RAW DATA:
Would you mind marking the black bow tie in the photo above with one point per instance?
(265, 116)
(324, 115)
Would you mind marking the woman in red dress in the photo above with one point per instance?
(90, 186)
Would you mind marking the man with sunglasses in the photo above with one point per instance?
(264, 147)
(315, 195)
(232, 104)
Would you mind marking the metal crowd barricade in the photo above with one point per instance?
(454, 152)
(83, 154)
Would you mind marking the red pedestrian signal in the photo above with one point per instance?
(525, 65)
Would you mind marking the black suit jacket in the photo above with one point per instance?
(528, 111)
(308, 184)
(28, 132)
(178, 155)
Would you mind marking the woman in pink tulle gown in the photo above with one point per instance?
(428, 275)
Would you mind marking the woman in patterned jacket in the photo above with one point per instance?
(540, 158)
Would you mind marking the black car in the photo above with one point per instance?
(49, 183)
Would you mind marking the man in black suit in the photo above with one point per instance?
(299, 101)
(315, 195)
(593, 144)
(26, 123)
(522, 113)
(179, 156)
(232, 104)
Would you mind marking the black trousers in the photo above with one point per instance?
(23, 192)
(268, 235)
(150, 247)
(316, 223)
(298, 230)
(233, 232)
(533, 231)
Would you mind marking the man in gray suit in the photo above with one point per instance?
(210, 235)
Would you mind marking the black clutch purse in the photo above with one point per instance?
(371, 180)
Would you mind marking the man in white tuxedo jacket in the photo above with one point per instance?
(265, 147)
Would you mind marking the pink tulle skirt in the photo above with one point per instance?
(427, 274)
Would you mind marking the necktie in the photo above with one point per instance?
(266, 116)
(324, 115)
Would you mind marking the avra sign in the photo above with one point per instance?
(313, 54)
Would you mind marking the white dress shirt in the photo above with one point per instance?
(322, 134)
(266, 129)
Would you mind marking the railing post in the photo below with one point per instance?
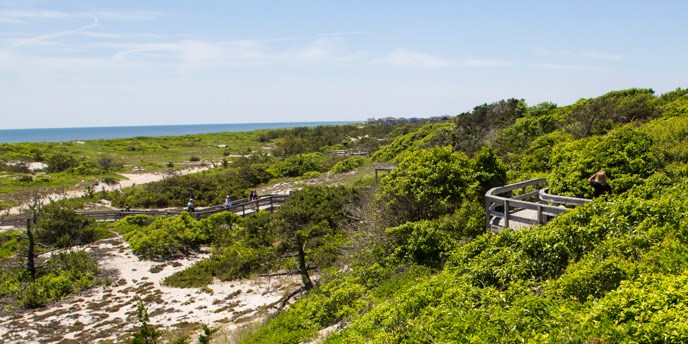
(487, 212)
(506, 213)
(540, 214)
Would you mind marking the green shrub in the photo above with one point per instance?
(296, 166)
(65, 274)
(62, 227)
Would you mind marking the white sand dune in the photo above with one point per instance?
(109, 312)
(131, 179)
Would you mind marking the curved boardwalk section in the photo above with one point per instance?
(531, 205)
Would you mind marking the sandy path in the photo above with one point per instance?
(109, 312)
(131, 179)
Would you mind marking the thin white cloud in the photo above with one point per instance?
(14, 16)
(485, 63)
(46, 39)
(352, 33)
(590, 54)
(402, 58)
(125, 16)
(600, 55)
(561, 66)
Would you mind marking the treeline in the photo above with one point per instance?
(421, 269)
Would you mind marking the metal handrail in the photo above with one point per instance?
(242, 207)
(545, 211)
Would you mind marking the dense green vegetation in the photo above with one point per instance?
(407, 258)
(92, 162)
(603, 272)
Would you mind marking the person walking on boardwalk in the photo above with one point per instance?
(598, 181)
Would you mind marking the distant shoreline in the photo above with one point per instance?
(121, 132)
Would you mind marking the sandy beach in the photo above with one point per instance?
(108, 313)
(130, 179)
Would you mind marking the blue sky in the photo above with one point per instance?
(102, 63)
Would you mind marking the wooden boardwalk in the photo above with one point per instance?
(242, 207)
(531, 206)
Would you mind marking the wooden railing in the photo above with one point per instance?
(500, 204)
(242, 207)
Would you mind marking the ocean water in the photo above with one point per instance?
(94, 133)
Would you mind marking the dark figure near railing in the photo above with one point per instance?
(598, 181)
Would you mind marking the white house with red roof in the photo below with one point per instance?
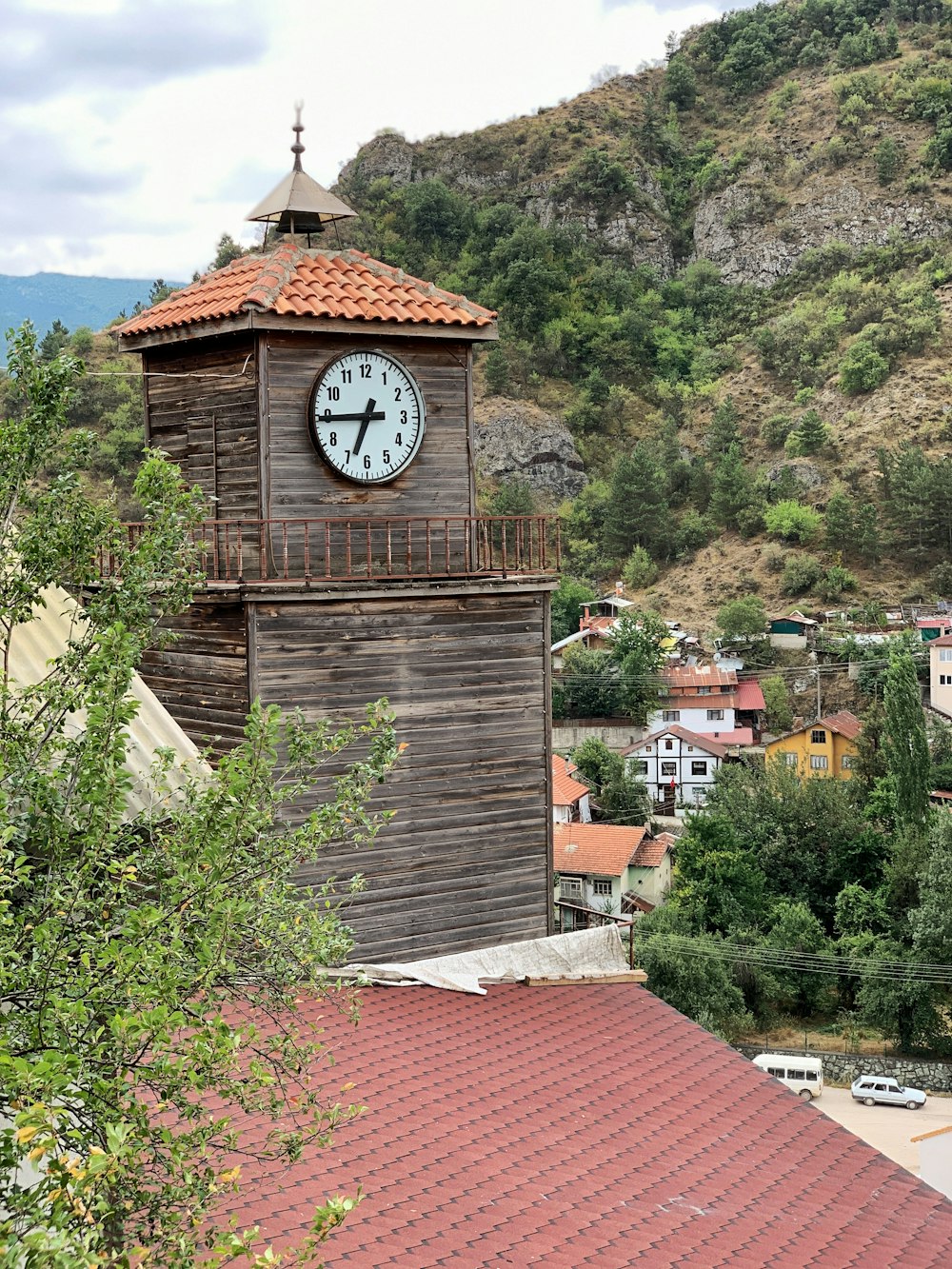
(570, 797)
(677, 765)
(605, 865)
(708, 701)
(941, 674)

EXERCISE DESCRIPTION:
Reproduce the part of the listing that opens with the line containing "Would you mind marking the dark" and runs through the end of the listing, keeping the requests, and increase every coordinate in the points by 65. Leave the pictures out of your answer.

EXERCISE RESPONSE:
Would you mind marking the dark figure near railing in the photo above with one point per instance?
(663, 246)
Would you mind marking the white house with red roof in the photo below with one point per instance?
(635, 862)
(742, 830)
(670, 930)
(773, 766)
(1006, 739)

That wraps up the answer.